To accommodate these distributed team situations and other
situations where geographically separated parties need to
communicate, multimedia rooms have been developed to accommodate
multiple term members in one room to communicate with multiple team
members in one or more geographically separated additional rooms.
These rooms contain multimedia devices that enable multiple team
members in each room to view, hear and talk to team members in the
other rooms.
[0005] These multimedia devices typically include multiple
microphones and cameras. The cameras may, for example, capture
video and provide a 360 degree panoramic view of the meeting room
while microphone arrays capture and sound from members in the room.
Sound captured by these microphone arrays is critical to enable
good communication among team members. The microphones forming the
array receive different sound signals due to the different relative
positions of the microphones forming the array and the different
team members in the room. The diversity of the sound signals
received by the array of microphones is typically compensated for
at least in part by adjusting a gain of each microphone relative to
the other microphones. The gain of a particular microphone is a
function of the location of a desired sound source and ambient
interference or noise. This ambient noise may simply be unwanted
sound signals from a different direction that are also present in
the room containing the microphone array, and which are also
received by the microphones. This gain adjustment of the
microphones in the array is typically referred to as "beamforming"
and effectively performs spatial filtering of the received sound
signals or "sound field" to amplify desired sound sources and to
attenuate unwanted sound sources. Beamforming effectively "points"
the microphone array in the direction of a desired sound source,
with the direction of the array being defined by a steering vector
of the array. The steering vector characterizes operation of the
array, and accurate calculation or estimation of the steering
vector is desirable for proper control and operation of the array.
There is a need for improved techniques of estimating the steering
vector in beamforming systems such as microphone arrays.
BRIEF SUMMARY
[0006] A method of estimating a steering vector of a sensor array
of M sensors according to one embodiment of the present disclosure
includes estimating a steering vector of a noise source located at
an angle 0 degrees from a look direction of the array using a least
squares estimate of the gains of the sensors in the array, defining
a steering vector of a desired sound source in the look direction
of the array, and estimating the steering vector by performing
element-by-element multiplication of the estimated noise vector and
the complex conjugate of steering vector of the desired sound
source. The sensors are microphones in one embodiment.
BRIEF DESCRIPTION OF THE DRAWINGS
[0007] FIG. 1 is a functional diagram illustrating a typical
beamforming environment in which a beamformer circuit processes
signals from a microphone array to generate an output signal
indicating sound received by the array from a desired sound source
and to effectively filter sound received by the array from
undesired sound sources.
[0008] FIG. 2 is a graph illustrating typical spatial filtering of
the beamformer circuit and microphone array of FIG. 1.
[0009] FIG. 3 is a graph illustrating the operation of the
beamformer circuit and microphone array of FIG. 1 in capturing
desired sound waves or speech signals incident upon the array from
the look direction and in attenuating unwanted audio white noise
incident on the array from a different angle.

================

■ **WRITTEN EXERCISE 1**:
Render the entries from the line containing "outline large stone" through the end of the entries as a Markdown table with the columns Row and Entry line, omitting blank lines and leaving out the pictures.

================

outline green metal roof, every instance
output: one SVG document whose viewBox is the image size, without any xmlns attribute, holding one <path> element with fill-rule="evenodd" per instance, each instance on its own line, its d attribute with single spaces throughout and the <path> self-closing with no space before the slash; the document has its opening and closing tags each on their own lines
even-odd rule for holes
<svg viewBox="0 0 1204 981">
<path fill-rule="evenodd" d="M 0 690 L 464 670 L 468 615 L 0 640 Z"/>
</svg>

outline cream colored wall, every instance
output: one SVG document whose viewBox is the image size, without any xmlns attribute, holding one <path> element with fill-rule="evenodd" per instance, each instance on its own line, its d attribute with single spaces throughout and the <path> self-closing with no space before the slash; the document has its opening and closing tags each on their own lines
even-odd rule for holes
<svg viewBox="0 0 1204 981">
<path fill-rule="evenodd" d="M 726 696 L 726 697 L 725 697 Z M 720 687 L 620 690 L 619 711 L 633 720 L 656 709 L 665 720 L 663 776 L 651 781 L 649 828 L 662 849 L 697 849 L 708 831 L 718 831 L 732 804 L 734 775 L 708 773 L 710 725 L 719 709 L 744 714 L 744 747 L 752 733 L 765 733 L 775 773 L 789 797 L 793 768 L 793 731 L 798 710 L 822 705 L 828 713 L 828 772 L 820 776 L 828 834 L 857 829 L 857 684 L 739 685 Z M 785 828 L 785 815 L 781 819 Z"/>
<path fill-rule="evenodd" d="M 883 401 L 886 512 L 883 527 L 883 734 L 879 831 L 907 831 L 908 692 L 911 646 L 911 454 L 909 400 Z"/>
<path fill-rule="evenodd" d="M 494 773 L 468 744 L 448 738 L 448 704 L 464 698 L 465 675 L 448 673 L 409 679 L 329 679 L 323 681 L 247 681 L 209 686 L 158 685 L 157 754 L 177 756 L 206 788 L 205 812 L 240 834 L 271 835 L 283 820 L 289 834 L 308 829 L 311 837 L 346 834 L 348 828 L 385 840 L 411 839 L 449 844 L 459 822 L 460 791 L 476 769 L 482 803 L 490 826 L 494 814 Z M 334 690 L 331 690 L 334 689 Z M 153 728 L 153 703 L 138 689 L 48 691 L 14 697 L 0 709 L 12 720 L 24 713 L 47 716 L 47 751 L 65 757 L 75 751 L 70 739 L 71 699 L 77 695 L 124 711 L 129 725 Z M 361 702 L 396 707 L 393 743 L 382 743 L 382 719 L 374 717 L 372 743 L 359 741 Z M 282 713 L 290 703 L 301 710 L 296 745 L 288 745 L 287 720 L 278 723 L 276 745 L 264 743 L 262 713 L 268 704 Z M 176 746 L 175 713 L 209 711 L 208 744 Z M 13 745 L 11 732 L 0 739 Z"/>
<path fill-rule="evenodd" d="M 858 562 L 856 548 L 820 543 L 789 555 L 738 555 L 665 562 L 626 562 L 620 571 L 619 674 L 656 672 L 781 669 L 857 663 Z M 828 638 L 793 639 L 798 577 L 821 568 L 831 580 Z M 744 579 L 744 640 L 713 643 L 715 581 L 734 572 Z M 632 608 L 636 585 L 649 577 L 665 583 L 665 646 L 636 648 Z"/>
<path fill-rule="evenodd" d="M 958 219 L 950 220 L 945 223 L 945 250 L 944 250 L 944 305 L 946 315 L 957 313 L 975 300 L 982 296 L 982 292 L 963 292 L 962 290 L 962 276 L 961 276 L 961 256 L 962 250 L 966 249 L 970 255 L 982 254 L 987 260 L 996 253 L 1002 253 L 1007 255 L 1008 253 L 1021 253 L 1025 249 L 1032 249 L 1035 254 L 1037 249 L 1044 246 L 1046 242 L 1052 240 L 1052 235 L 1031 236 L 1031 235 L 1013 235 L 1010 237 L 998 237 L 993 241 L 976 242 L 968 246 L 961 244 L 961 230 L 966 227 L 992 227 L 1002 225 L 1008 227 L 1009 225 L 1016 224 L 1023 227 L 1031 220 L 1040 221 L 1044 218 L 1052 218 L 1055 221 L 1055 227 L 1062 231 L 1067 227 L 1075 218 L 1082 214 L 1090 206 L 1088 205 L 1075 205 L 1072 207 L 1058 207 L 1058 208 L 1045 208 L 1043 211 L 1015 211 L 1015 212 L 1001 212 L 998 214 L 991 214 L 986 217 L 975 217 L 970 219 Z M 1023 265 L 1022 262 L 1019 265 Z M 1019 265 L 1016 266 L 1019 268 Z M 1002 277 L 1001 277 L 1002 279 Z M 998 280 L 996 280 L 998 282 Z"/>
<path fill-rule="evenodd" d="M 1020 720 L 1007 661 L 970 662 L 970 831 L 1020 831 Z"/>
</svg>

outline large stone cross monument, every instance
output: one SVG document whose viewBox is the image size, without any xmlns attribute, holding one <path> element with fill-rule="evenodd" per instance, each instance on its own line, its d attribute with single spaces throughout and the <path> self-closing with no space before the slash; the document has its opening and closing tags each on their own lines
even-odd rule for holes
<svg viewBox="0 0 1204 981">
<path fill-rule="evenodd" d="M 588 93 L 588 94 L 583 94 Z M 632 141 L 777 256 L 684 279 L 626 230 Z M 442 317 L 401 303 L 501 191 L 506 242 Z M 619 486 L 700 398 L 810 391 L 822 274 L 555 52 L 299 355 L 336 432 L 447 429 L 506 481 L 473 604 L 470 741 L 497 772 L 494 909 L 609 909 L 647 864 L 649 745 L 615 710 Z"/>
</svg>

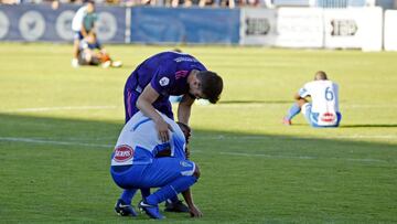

================

■ **WRITTEN EXERCISE 2**:
Copy verbatim the portion of the beamforming passage from "and effectively performs" to "operation of the array.".

■ **CORRECT ANSWER 1**:
| Row | Entry line |
|---|---|
| 1 | outline large stone cross monument, every instance |
| 2 | output: one SVG document whose viewBox is the image size, without any xmlns attribute, holding one <path> element with fill-rule="evenodd" per instance, each instance on its own line, its d attribute with single spaces throughout and the <path> self-closing with no space before the slash; the document has its opening and closing tags each on their own lines |
| 3 | even-odd rule for holes |
| 4 | <svg viewBox="0 0 1204 981"> |
| 5 | <path fill-rule="evenodd" d="M 588 93 L 588 94 L 583 94 Z M 632 141 L 777 256 L 684 279 L 626 230 Z M 442 317 L 401 303 L 501 191 L 506 242 Z M 619 486 L 700 398 L 810 391 L 822 274 L 555 52 L 299 355 L 336 432 L 447 429 L 506 481 L 473 604 L 470 741 L 497 772 L 494 909 L 609 909 L 647 864 L 649 745 L 615 710 Z"/> |
| 6 | </svg> |

■ **CORRECT ANSWER 2**:
and effectively performs spatial filtering of the received sound
signals or "sound field" to amplify desired sound sources and to
attenuate unwanted sound sources. Beamforming effectively "points"
the microphone array in the direction of a desired sound source,
with the direction of the array being defined by a steering vector
of the array. The steering vector characterizes operation of the
array, and accurate calculation or estimation of the steering
vector is desirable for proper control and operation of the array.